• REQUIRED TASK A
Copy out the passage on China's Central Comprehensively Deepening Reforms Commission in full, word for word.

The Central Comprehensively Deepening Reforms Commission (), also translated as the Central Commission for Deepening Reform, is a policy formulation and implementation body set up under the Central Committee of the Chinese Communist Party (CCP) in charge of "Comprehensively Deepening Reforms". These reforms are intended to be even more far-reaching than the previous round of comprehensive Chinese economic reforms initiated by Deng Xiaoping.

The Commission's main task is to determine policy guidelines for reforming the economic, political, cultural, social, ethical and party-building systems in order to address long-term reform issues, as well as to guide reform-related bodies of the CCP at central and local level, and supervise the implementation of reform plans. According to observers, the group will have the ability to push policies past the bureaucracy and help General Secretary Xi Jinping consolidate his power over China's vast government apparatus, the State Council, usually the domain of the Premier.

The commission consists entirely of officials of at least "deputy national leader" rank in the official hierarchy. Most of the commission's members are also members of the Politburo of the CCP, a 25-member central decision-making body. Four of the seven members of the Politburo Standing Committee are also part of the group.

• DATASET EXCERPTS
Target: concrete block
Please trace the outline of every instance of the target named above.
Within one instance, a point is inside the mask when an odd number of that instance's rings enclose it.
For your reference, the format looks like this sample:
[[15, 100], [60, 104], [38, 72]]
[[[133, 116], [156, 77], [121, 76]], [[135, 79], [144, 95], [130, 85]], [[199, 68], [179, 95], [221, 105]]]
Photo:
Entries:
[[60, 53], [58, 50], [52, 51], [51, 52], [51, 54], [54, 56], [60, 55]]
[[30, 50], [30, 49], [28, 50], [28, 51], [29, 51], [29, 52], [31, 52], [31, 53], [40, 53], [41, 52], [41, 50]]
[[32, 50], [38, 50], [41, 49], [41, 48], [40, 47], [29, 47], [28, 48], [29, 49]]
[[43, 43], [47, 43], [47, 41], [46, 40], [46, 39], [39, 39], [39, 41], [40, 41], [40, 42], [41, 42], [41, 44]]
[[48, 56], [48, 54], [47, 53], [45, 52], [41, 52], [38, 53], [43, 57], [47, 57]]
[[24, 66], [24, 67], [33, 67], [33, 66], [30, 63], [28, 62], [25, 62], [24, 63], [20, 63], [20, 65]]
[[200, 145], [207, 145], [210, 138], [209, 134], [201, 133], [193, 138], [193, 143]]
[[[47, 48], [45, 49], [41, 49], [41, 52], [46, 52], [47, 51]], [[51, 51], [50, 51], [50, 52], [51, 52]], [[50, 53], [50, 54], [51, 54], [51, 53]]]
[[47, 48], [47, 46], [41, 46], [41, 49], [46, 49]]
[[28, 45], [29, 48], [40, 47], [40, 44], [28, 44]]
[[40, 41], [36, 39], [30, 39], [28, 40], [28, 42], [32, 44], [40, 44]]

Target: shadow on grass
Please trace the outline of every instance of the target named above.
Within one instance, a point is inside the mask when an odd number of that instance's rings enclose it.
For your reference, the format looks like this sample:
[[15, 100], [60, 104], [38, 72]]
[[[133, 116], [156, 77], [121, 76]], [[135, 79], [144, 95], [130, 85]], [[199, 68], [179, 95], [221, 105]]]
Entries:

• REQUIRED TASK B
Reproduce the rows word for word, starting from the first row and going on through the row with "63], [20, 65]]".

• RIGHT ANSWER A
The Central Comprehensively Deepening Reforms Commission (), also translated as the Central Commission for Deepening Reform, is a policy formulation and implementation body set up under the Central Committee of the Chinese Communist Party (CCP) in charge of "Comprehensively Deepening Reforms". These reforms are intended to be even more far-reaching than the previous round of comprehensive Chinese economic reforms initiated by Deng Xiaoping.

The Commission's main task is to determine policy guidelines for reforming the economic, political, cultural, social, ethical and party-building systems in order to address long-term reform issues, as well as to guide reform-related bodies of the CCP at central and local level, and supervise the implementation of reform plans. According to observers, the group will have the ability to push policies past the bureaucracy and help General Secretary Xi Jinping consolidate his power over China's vast government apparatus, the State Council, usually the domain of the Premier.

The commission consists entirely of officials of at least "deputy national leader" rank in the official hierarchy. Most of the commission's members are also members of the Politburo of the CCP, a 25-member central decision-making body. Four of the seven members of the Politburo Standing Committee are also part of the group.

• RIGHT ANSWER B
Target: concrete block
Please trace the outline of every instance of the target named above.
Within one instance, a point is inside the mask when an odd number of that instance's rings enclose it.
For your reference, the format looks like this sample:
[[15, 100], [60, 104], [38, 72]]
[[[133, 116], [156, 77], [121, 76]], [[135, 79], [144, 95], [130, 85]], [[199, 68], [179, 95], [221, 105]]]
Photo:
Entries:
[[60, 53], [58, 50], [52, 51], [51, 52], [51, 54], [54, 56], [60, 55]]
[[30, 50], [30, 49], [28, 50], [28, 51], [29, 51], [29, 52], [31, 52], [31, 53], [40, 53], [41, 52], [41, 50]]
[[32, 50], [38, 50], [41, 49], [41, 48], [40, 47], [29, 47], [28, 48], [29, 49]]
[[43, 43], [47, 43], [47, 41], [46, 40], [46, 39], [39, 39], [39, 41], [40, 41], [40, 42], [41, 42], [41, 44]]
[[48, 56], [48, 54], [47, 53], [45, 52], [41, 52], [38, 53], [43, 57], [47, 57]]
[[24, 66], [24, 67], [33, 67], [33, 66], [30, 63], [28, 62], [25, 62], [24, 63], [20, 63], [20, 65]]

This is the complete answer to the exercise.